▶ Objective
Could you reproduce word for word every line starting with the one that contains "roller wheel for" and going on through the last line of the items, with both of those lines included?

▶ Data for this task
........

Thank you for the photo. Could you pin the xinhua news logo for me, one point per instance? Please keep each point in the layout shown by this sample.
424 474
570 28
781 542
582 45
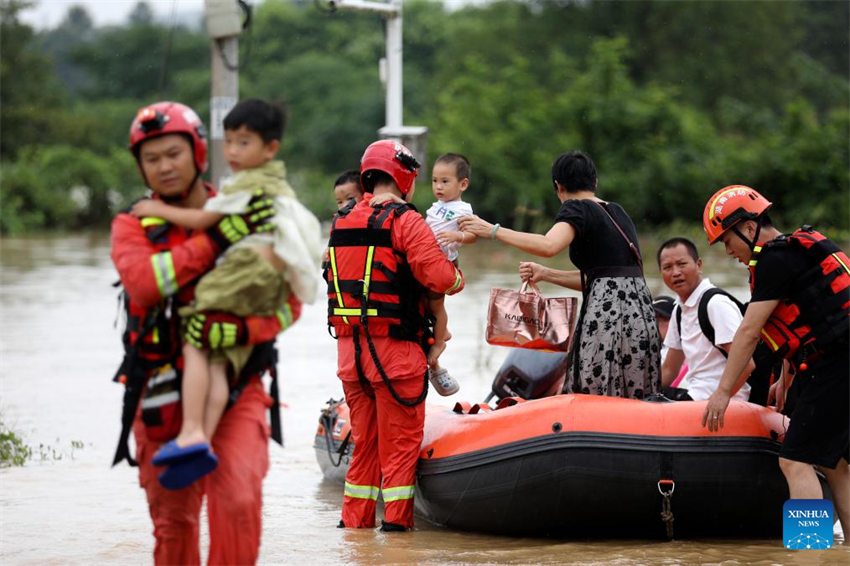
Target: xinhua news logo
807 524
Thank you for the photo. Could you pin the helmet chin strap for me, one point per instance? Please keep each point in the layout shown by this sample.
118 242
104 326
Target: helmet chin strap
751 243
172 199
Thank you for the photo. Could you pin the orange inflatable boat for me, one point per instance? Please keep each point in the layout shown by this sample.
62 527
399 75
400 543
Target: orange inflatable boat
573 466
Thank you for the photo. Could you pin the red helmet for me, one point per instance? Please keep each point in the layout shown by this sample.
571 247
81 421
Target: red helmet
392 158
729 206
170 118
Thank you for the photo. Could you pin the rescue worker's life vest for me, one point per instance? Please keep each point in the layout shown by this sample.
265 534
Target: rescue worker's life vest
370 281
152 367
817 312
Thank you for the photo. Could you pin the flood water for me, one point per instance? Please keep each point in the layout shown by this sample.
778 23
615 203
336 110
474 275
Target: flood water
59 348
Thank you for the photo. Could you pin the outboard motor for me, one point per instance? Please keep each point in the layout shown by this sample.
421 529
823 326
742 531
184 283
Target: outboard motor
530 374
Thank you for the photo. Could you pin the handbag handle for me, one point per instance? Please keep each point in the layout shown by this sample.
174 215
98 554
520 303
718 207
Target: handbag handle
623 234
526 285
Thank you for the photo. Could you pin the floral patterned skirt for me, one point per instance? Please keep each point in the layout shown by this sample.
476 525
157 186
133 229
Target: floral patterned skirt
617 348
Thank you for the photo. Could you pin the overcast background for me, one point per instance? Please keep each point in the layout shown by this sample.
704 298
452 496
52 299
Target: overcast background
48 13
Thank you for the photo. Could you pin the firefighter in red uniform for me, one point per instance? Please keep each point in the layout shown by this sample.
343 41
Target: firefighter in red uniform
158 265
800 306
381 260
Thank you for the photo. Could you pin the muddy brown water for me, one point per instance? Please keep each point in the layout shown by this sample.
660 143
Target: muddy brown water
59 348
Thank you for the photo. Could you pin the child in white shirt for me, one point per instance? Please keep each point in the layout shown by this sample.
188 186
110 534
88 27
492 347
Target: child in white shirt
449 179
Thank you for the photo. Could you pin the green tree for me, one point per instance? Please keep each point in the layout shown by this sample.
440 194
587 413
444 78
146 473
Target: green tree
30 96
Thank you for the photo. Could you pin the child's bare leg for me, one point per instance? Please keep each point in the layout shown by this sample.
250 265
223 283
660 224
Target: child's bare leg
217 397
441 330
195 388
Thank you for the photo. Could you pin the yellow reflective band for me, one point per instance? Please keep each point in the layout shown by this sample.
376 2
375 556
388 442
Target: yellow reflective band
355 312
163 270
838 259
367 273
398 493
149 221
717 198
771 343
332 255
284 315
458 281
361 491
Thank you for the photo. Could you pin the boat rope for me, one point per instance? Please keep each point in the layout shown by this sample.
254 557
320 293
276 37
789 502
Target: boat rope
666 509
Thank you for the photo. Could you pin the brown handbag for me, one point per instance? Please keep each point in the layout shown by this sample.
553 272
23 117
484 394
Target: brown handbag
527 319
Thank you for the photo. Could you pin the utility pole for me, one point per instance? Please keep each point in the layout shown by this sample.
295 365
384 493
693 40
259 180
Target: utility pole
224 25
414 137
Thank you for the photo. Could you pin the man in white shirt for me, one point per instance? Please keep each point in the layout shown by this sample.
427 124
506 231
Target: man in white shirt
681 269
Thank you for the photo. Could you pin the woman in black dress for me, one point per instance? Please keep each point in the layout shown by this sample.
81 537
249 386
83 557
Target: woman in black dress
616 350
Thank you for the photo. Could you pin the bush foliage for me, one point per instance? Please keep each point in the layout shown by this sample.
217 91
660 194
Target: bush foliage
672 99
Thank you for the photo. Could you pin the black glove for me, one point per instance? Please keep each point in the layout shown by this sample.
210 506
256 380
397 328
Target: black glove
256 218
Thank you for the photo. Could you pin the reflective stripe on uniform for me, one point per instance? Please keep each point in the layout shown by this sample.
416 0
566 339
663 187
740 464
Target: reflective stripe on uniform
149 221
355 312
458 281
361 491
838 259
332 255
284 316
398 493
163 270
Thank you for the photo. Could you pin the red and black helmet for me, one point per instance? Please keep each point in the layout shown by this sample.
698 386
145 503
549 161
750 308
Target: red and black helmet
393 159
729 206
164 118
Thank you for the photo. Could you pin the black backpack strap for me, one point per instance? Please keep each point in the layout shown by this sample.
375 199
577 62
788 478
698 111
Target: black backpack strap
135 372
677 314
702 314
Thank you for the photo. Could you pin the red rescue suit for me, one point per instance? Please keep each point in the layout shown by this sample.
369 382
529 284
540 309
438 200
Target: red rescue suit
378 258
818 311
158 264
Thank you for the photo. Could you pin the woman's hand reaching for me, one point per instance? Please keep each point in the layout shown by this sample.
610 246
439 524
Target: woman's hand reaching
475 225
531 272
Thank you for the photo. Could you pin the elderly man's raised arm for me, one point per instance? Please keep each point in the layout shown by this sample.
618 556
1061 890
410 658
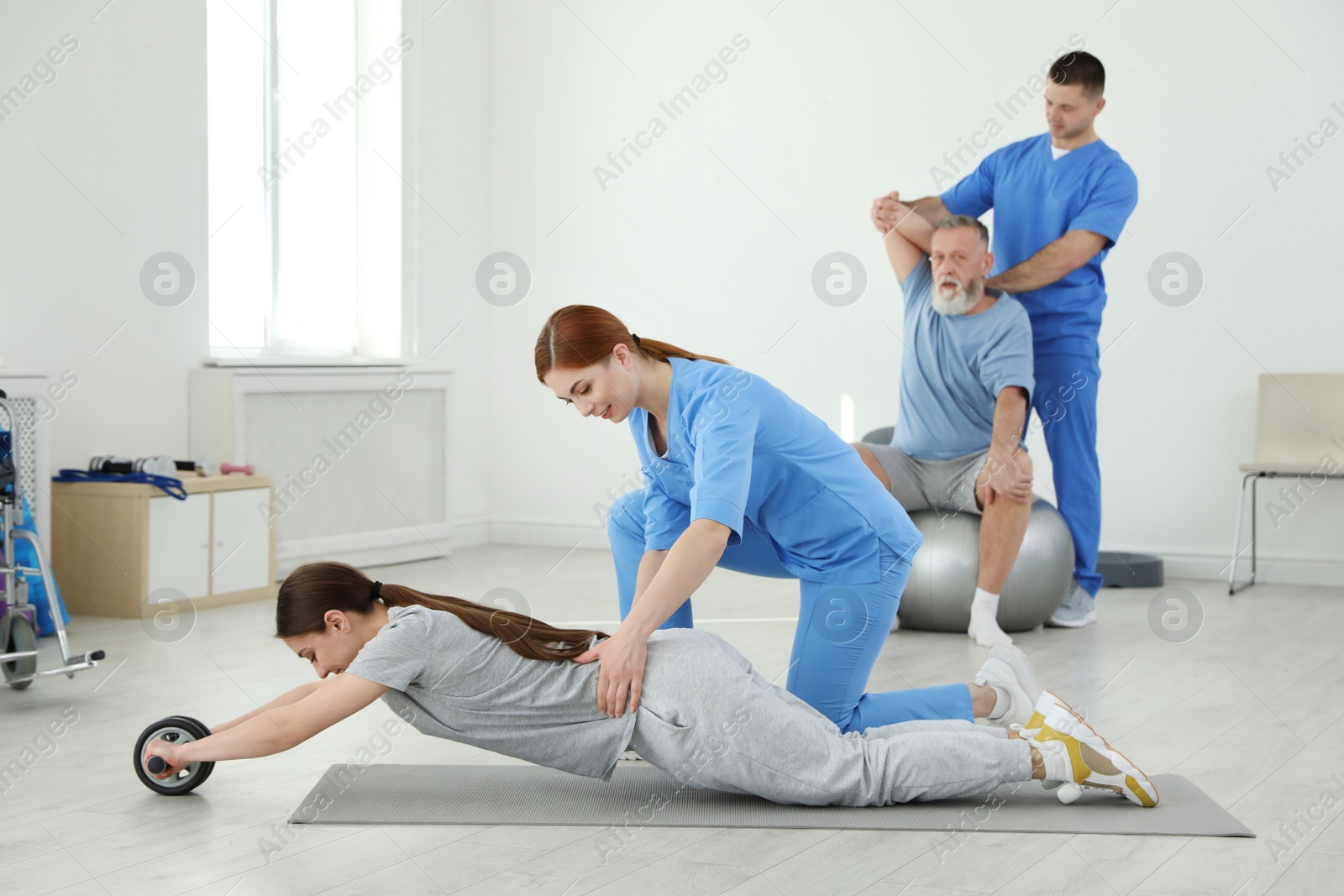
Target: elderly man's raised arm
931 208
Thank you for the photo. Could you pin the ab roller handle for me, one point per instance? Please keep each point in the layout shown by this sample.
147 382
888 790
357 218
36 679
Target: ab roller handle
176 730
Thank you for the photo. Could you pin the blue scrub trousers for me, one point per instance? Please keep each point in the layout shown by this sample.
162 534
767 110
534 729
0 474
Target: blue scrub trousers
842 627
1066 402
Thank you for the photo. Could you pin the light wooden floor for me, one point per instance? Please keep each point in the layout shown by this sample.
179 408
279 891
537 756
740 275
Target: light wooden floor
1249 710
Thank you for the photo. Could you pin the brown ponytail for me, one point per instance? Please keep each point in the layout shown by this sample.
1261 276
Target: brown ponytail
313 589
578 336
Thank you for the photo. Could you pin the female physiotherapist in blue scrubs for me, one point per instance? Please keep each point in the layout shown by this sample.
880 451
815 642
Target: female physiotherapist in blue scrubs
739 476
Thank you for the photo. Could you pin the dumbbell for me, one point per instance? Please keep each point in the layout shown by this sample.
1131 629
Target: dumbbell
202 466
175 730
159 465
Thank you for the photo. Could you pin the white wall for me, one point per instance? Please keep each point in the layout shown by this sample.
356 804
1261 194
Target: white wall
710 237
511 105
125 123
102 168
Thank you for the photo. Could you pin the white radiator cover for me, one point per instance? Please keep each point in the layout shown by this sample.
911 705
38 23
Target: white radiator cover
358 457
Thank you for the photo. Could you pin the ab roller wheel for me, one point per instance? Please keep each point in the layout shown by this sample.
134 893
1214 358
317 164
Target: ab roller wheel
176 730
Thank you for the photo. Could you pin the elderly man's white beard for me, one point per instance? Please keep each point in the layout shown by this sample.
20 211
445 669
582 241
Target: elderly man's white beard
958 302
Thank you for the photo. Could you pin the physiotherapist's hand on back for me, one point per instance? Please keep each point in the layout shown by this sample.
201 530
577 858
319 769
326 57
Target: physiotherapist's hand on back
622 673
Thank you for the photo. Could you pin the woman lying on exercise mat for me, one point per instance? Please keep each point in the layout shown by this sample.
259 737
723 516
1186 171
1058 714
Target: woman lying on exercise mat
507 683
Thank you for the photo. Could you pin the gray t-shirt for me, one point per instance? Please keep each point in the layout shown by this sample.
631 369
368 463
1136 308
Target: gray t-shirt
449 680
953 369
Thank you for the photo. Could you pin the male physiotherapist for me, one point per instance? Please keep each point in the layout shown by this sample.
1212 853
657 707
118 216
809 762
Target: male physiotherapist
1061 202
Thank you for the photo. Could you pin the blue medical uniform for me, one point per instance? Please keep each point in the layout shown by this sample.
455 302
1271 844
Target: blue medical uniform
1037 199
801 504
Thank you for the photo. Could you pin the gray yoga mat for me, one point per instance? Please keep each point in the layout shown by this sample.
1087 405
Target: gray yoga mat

........

▶ Solution to the problem
Thank you for the photo. Could you pin the ab roller wheel for me, one point per instance? Please keep each point in the layout shown by this sample.
134 893
1214 358
317 164
Target: ab roller wheel
176 730
Thank you for the photo. Could you pin the elderly man's white beard for me, one point per instance? Please keep each point in the layout shown by this sample.
20 211
445 669
582 241
Target: elderly man's white beard
958 302
Thank you for the photo. Could you pin the physiotherapist's hand on back for me, one point per instance? Please keep each point in the layout shown by this sample.
201 530
577 858
319 769
326 57
Target: physiotherapist's hand on back
622 673
Thank you for the photo. Could you pin the woman lying on exercise mat for me, one point per instance? Please keep each point in the layout shown by this sample.
259 737
723 516
1186 171
1058 714
Target: woman lying on exercise mat
507 683
Thank you for the photo. Could you pin the gray t-shirt for me, one point per instance? Please keep each point in the layout shown by this sample.
631 369
368 463
1136 308
Target: gray t-shirt
449 680
953 369
Thank you for the photo. Could you pin the male physiotherapist for me, one point per instance? Please keep each point in the layout shown by this sample.
1212 853
657 707
118 216
809 762
Target: male physiotherapist
1061 202
Thank you for the photo. Could you pin the blue medical uniform for me, one point per instance? Please keep each point in the layout shown by this sample.
455 302
1271 844
Target: blue medical uniform
1037 199
801 504
Thank you for the photo. Could you pin the gray yoga mat for me, one point per instance? Please keep each point in the layout shown by this sample.
1087 405
Target: gray yoga mat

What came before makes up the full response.